┌──

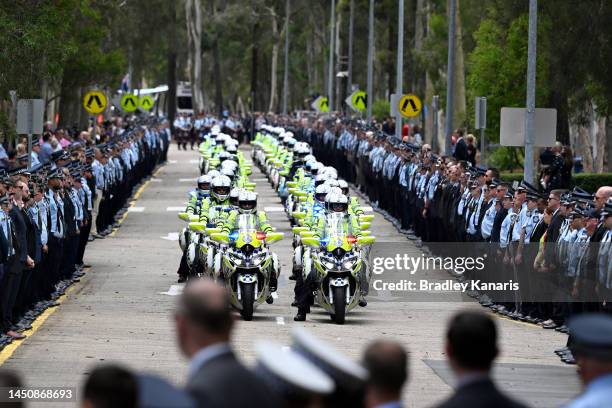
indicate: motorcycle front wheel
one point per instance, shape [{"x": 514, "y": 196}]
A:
[
  {"x": 339, "y": 293},
  {"x": 248, "y": 298}
]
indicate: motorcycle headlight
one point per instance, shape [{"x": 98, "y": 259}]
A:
[{"x": 349, "y": 264}]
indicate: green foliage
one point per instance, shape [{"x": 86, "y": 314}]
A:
[
  {"x": 380, "y": 109},
  {"x": 497, "y": 69}
]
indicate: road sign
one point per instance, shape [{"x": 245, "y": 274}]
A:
[
  {"x": 358, "y": 101},
  {"x": 145, "y": 102},
  {"x": 512, "y": 127},
  {"x": 320, "y": 104},
  {"x": 30, "y": 116},
  {"x": 409, "y": 106},
  {"x": 94, "y": 102},
  {"x": 129, "y": 102}
]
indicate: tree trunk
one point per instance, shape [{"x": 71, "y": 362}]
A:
[
  {"x": 217, "y": 61},
  {"x": 171, "y": 69},
  {"x": 273, "y": 106},
  {"x": 193, "y": 16},
  {"x": 459, "y": 88}
]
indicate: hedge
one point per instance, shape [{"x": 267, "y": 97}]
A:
[{"x": 587, "y": 181}]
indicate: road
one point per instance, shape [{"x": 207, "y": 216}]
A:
[{"x": 121, "y": 311}]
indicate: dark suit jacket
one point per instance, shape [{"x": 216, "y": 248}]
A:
[
  {"x": 480, "y": 394},
  {"x": 224, "y": 382}
]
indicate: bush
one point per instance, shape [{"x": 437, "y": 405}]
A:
[{"x": 587, "y": 181}]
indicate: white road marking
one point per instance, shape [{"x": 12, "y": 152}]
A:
[
  {"x": 274, "y": 209},
  {"x": 175, "y": 290},
  {"x": 172, "y": 236}
]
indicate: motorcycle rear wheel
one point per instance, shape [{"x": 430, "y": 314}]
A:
[
  {"x": 339, "y": 293},
  {"x": 248, "y": 298}
]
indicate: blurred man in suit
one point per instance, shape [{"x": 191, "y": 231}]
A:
[
  {"x": 471, "y": 347},
  {"x": 387, "y": 364},
  {"x": 216, "y": 378}
]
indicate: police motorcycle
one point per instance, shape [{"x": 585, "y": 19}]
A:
[
  {"x": 187, "y": 238},
  {"x": 244, "y": 263},
  {"x": 211, "y": 220},
  {"x": 336, "y": 256}
]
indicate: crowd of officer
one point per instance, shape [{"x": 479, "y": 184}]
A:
[
  {"x": 557, "y": 245},
  {"x": 52, "y": 209}
]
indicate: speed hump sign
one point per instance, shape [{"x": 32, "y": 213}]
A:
[
  {"x": 129, "y": 102},
  {"x": 409, "y": 106},
  {"x": 94, "y": 102}
]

└──

Task requirements: Return each line from the material above exactly, but not the pictures.

Final result:
indicate: motorcycle front wheel
one point per instance, shape [{"x": 514, "y": 196}]
A:
[
  {"x": 339, "y": 293},
  {"x": 248, "y": 298}
]
indicate: motorcycle headlight
one point per instance, shape [{"x": 98, "y": 259}]
A:
[{"x": 349, "y": 264}]
indicate: green foliage
one point per instance, shape [{"x": 86, "y": 314}]
A:
[
  {"x": 380, "y": 109},
  {"x": 497, "y": 69}
]
indicate: road sign
one point per instance, shape [{"x": 245, "y": 274}]
A:
[
  {"x": 358, "y": 101},
  {"x": 145, "y": 102},
  {"x": 512, "y": 127},
  {"x": 320, "y": 104},
  {"x": 30, "y": 116},
  {"x": 409, "y": 106},
  {"x": 94, "y": 102},
  {"x": 129, "y": 102}
]
indicate: tree trunk
one point per instance, shape [{"x": 71, "y": 362}]
A:
[
  {"x": 217, "y": 61},
  {"x": 171, "y": 69},
  {"x": 273, "y": 106},
  {"x": 193, "y": 16},
  {"x": 459, "y": 88}
]
indicate: hedge
one point per instance, shape [{"x": 267, "y": 97}]
A:
[{"x": 587, "y": 181}]
indicate: road
one point per instance, shape [{"x": 207, "y": 216}]
A:
[{"x": 121, "y": 311}]
indicate: dark suit jacket
one point per instance, shape [{"x": 216, "y": 248}]
A:
[
  {"x": 480, "y": 394},
  {"x": 224, "y": 382}
]
indicate: bush
one point per instance, shape [{"x": 437, "y": 405}]
A:
[{"x": 587, "y": 181}]
indicate: white road marking
one point per instance, shape [{"x": 12, "y": 152}]
A:
[
  {"x": 274, "y": 209},
  {"x": 175, "y": 290},
  {"x": 172, "y": 236}
]
indicate: motorcycle rear wheel
one point per instance, shape [{"x": 430, "y": 314}]
A:
[
  {"x": 339, "y": 293},
  {"x": 248, "y": 298}
]
indicate: blurred man in suit
one point per instance, shape [{"x": 191, "y": 231}]
A:
[
  {"x": 471, "y": 347},
  {"x": 387, "y": 364},
  {"x": 216, "y": 378}
]
indicate: police motorcycle
one point per instance, shape [{"x": 585, "y": 19}]
A:
[
  {"x": 187, "y": 238},
  {"x": 244, "y": 263},
  {"x": 211, "y": 220},
  {"x": 336, "y": 256}
]
indicate: crowd of officer
one point per instance, shape [{"x": 479, "y": 184}]
A:
[
  {"x": 557, "y": 245},
  {"x": 52, "y": 209}
]
indicate: speed hump sign
one point per instance, shape [{"x": 32, "y": 213}]
A:
[
  {"x": 129, "y": 102},
  {"x": 409, "y": 106},
  {"x": 94, "y": 102}
]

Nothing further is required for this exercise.